Show every line of the data below that contains the string "mountain", copying each one in full.

[Items from a labeling collection]
:::::

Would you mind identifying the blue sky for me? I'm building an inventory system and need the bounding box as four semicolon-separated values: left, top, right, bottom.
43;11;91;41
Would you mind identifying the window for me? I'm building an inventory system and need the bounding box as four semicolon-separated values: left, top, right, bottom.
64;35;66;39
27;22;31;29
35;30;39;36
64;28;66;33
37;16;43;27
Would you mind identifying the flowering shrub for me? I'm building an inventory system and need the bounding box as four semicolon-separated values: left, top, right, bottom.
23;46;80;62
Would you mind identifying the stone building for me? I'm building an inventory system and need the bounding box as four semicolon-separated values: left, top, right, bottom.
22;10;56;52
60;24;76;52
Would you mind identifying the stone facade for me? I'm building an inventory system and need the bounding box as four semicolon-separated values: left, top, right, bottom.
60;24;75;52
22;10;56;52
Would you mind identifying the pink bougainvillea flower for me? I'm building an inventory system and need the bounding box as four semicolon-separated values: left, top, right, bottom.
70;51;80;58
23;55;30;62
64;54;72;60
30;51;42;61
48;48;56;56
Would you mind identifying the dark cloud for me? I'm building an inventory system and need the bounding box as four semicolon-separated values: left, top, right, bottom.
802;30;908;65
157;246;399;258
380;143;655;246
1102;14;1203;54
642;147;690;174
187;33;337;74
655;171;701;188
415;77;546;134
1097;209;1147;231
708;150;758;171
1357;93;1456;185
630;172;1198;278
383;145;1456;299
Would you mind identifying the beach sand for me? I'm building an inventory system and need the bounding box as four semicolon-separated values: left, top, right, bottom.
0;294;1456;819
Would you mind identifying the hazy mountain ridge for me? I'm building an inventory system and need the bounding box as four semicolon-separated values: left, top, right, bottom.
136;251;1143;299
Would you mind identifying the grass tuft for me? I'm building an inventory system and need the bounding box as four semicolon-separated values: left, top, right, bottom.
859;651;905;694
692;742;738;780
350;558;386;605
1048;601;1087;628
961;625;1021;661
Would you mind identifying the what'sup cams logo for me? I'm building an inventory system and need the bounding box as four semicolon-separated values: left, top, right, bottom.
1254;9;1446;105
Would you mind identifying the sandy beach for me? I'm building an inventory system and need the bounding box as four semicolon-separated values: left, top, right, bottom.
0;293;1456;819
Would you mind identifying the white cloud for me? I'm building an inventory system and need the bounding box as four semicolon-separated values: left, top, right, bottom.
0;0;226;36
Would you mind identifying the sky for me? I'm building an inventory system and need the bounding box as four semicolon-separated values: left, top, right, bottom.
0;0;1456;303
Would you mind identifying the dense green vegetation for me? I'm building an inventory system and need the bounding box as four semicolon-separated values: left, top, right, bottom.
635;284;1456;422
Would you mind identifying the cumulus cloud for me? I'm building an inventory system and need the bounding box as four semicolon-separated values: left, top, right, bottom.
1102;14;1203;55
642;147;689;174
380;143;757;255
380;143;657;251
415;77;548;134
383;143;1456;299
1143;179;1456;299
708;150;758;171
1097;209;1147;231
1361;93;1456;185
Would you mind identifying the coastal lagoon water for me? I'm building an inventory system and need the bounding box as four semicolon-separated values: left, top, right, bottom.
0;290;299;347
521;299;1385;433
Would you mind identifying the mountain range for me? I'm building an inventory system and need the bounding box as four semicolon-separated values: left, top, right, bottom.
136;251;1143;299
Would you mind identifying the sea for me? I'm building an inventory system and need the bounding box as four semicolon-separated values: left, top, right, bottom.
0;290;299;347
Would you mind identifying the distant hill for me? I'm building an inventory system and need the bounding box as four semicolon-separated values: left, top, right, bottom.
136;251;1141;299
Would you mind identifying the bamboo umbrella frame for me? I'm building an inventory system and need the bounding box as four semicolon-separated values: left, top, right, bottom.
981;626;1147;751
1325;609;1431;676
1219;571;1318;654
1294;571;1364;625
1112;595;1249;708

:::::

Task result
Would you mind identifying the hazy mountain ridge for me? I'm building an inventory system and need the bounding box as four semicolon-separated values: left, top, right, bottom.
Would you mind identifying the mountain range for me? I'm building an inventory system and need the bounding box as four semicolon-separated values: left, top, right, bottom.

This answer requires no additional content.